Text shown.
§
Sunday, November 25, 2012

Sleep Tips

      For all people, sleep is undoubtedly one of the most important factors that contribute to being effective and available throughout the day. For children, a good night sleeps increase their ability to engage in learning tasks, and deprivation can hinder performance and make children more irritable. We are using our blog for this week to discuss some bed time strategies to help children get a great night’s sleep!

1) Limit the amount of day-time sleep. Napping has shown benefits in small increments, but extended naps can make night time sleep more difficult

2) Children need to learn to initiate sleep on their own – a crying child is difficult to ignore, but coming in when they cry condition an attention function & decrease a child’s natural ability to fall asleep

3) If you have been entering the child’s room when they are crying, and then you stop, expect a brief increase in intensity of cries for parental attention

4) If you are concerned with their waking, keep a sleep diary of how long they typically remain asleep and the duration of the crying

5) Keep bedrooms dark and cool

6) Be consistent with bedtimes

7) Using a slow, rhythmic object that your child can watch while trying to fall asleep may make it easier for them

8) If your child needs a snack before bed, make it early and keep it light

9) Create a bed time routine that your child can follow (e.g., bath then pajamas then brush teeth then a story then a hug then lights out)

     All people need a good, quality night of sleep to perform well the next day. If your child is experiencing some difficulties, the above tips may be helpful to get them to fall asleep and help them sleep through the night. Good luck and lights out!
§
Collected data.
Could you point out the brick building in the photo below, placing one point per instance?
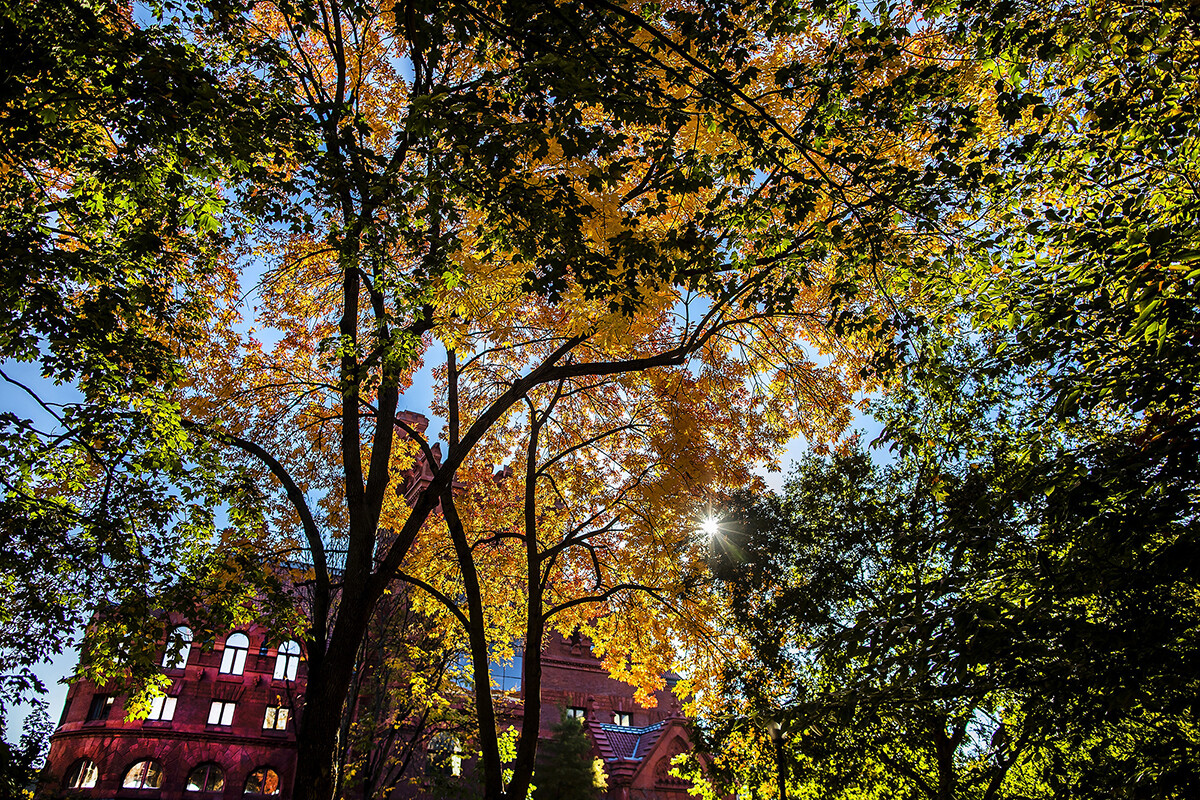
(227, 727)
§
Check your understanding.
a – Repeat the stretch of the sleep tips post from "Sunday, November 25, 2012" through "great night’s sleep!", word for word.
b – Answer these questions using the sleep tips post.
(i) How does the post say bedrooms should be kept?
(ii) In the example bedtime routine, what comes right after brushing teeth?
(iii) What should a concerned parent record in a sleep diary?
c – Go on with the sleep tips post from the point where it ends.
Nothing in the listing is needed here.

Answers.
a –
Sunday, November 25, 2012

Sleep Tips

      For all people, sleep is undoubtedly one of the most important factors that contribute to being effective and available throughout the day. For children, a good night sleeps increase their ability to engage in learning tasks, and deprivation can hinder performance and make children more irritable. We are using our blog for this week to discuss some bed time strategies to help children get a great night’s sleep!

b –
(i) Dark and cool.
(ii) A story.
(iii) How long the child typically remains asleep and the duration of the crying.

c –
Sunday, November 18, 2012

Some Discrepancies Between Teacher and BCBA Prep. Programs at the Masters Level

So, I am one semester away from student teaching for my M.Ed/LBS I, and am getting ready to apply for a BCBA cert. program. Granted that I haven't started my BCBA program, but I've done a fair amount of research on programs, and work in the field --> therefore have met plenty of BCBAs. Had some thoughts on discrepancies between the preparing candidates for the applied fields of special education in the public schools and behavior analysis. I think that, at the end of the day, we are all actually more similar in that we are educators than different in the approaches we may take.

Specific Discrepancies:

1) SPED people get a lot of disabilities training and study, not so much in BCBA training. Counter argument that not all BCBAs want to work with children with disabilities -- fine, but for the ones that do, they need more. Shouldn't be news to an MA, BCBA that the brain of a child with autism has more white than grey matter...

2) SPED people get a lot of training in classroom environments and classroom management. BCBAs have a fantastic understanding of how environmental changes really impact learning and responding, why do SPED people get so much classroom environment stuff that says very little about specific environmental manipulations? Why do BCBAs not get more training on how to help teachers with this

3) BCBAs completely under trained to go into IEP meetings. Don't understand procedural safe-guards, teachers usually well trained, but not to work with BCBAs on an IEP team.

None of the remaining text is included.